SHORT TASK: Write out the data below in full, unchanged, minus the images.

SUPPLIED DATA:

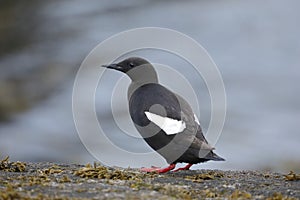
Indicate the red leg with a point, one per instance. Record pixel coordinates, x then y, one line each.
187 167
158 170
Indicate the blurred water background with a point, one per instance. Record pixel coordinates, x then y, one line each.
255 44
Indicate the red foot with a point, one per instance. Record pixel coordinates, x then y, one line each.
157 169
187 167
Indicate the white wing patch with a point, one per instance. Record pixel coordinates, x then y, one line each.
196 119
168 125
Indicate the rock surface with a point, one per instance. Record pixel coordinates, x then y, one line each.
72 181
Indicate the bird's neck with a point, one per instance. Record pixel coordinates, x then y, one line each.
141 76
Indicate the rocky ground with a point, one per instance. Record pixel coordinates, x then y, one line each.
19 180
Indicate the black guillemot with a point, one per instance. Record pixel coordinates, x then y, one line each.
164 119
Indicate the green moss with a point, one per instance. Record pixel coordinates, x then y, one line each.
6 165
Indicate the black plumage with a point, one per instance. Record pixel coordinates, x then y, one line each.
164 119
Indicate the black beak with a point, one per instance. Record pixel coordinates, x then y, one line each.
113 66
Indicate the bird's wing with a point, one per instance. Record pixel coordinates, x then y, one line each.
189 117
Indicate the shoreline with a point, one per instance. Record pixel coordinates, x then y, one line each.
45 180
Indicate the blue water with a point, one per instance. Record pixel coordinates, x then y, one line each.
255 44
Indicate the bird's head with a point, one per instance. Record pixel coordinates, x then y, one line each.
127 64
138 69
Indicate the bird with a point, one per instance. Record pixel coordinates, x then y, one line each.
163 118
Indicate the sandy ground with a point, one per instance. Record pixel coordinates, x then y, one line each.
19 180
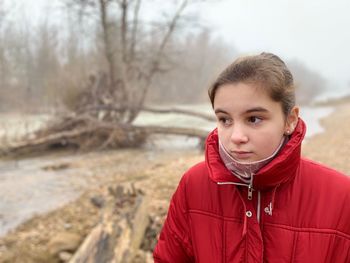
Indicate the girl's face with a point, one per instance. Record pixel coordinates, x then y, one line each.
250 124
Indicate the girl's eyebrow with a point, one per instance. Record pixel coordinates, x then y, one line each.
256 109
220 111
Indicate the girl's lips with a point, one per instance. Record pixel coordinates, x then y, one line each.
242 155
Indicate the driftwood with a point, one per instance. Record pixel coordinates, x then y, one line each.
119 235
150 109
85 133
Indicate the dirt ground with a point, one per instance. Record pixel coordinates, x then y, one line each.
157 174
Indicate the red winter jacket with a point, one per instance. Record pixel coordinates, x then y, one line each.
299 212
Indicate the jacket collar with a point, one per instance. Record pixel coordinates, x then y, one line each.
280 170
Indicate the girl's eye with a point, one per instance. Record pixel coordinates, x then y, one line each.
225 121
254 119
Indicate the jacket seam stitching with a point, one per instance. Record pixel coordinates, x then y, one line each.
313 230
294 245
194 211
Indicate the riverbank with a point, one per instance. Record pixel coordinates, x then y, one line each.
157 174
332 147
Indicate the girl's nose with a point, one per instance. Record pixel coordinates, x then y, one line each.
238 136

CORRECT RESULT:
Indicate the red leg with a point, one per instance. Record pixel coordinates, x then y, one line each.
187 167
158 170
Indicate the blurred water background with a point, one per instance. Record pixel coordinates, x then y, one line each.
255 44
Indicate the red foot with a point, one per instance. Record pixel coordinates, x then y, one line each.
157 169
187 167
Indicate the white wing patch with a point, one per instance. Record pixel coordinates, x then y, one line each.
196 119
168 125
Indicate the rock surface with a point, one per instance. Record pixel coordinates, x then y, one line each.
72 181
Indicate the bird's neck with a point, one per instance. Record pixel coordinates, x then y, one line each.
141 76
Indicate the rocky ground with a point, one per instance. Record pixel coordinates, x then y, one line each.
19 180
Indicate the black guillemot with a point, one per instance. Record pixel coordinates, x then y, one line each.
164 119
Indicate the green moss with a point, one per instance. Record pixel coordinates, x then y, one line each.
6 165
Indicate the black plumage with a point, one per instance. Record pixel coordinates, x then y, one line each.
164 119
Indicate the black beak with a point, one per instance. Record pixel coordinates, x then y, one line each.
113 66
Indicate the bird's wing with a point, one per instance. Record pixel coordinates, x then y, one line each.
189 117
Indicate the shoreline with a point, one per instance. Record pixel coordinates, x then y, one line each.
45 180
Indicate the blue water with a point, one per instance. Record pixel coordinates, x then y, one line each.
255 44
Indicate the bird's head with a point, one per instance. Record pixel coordinates, x then y, one line each.
127 64
138 69
Indicate the bird with a point, one per instance. Record pixel coordinates, x then y, one line each.
163 118
Indicate the sandy ground with a point, one per instance. Record pixel coordinates, x then y, one line each.
19 180
Indicate the girl's face with a point, one per instance. Record pixel coordinates, x then y, one line each.
250 124
Indicate the girl's eyebrow with a point, one per instance. Record pixel coordinates, x then y, one line each.
256 109
220 111
Indicate the girl's lips with a point, one per instance. Record pixel coordinates, x then y, one line each.
242 155
Indicate the driftwood with a point, one per instance. Record pixel coordinates, x then y, one line each.
119 235
150 109
85 133
Indicate the dirt ground with a point, one per instance. Record pixel coordinates, x then y, one line each.
157 174
Indicate the red winter jacket with a point, one per instance. Record pixel coordinates, x then y, one line each.
299 212
Indicate the jacket collar with a point, one per instance. Record pixel coordinates, x then y, one line each.
280 170
Indicate the girl's eye with a point, one per instance. Record pixel coordinates, x then y, one line each.
225 121
254 119
Indicate the jacket seam stitching with a point, one per instance. Record pixel coordinates, x then y, one line each.
313 230
294 245
194 211
Indicate the riverbank with a point, one per instance. Record pixel coordinates, x then y, one line each.
157 174
332 147
Indicate the girl's nose with a point, one per instance. Record pixel coordinates, x then y, one line each.
238 136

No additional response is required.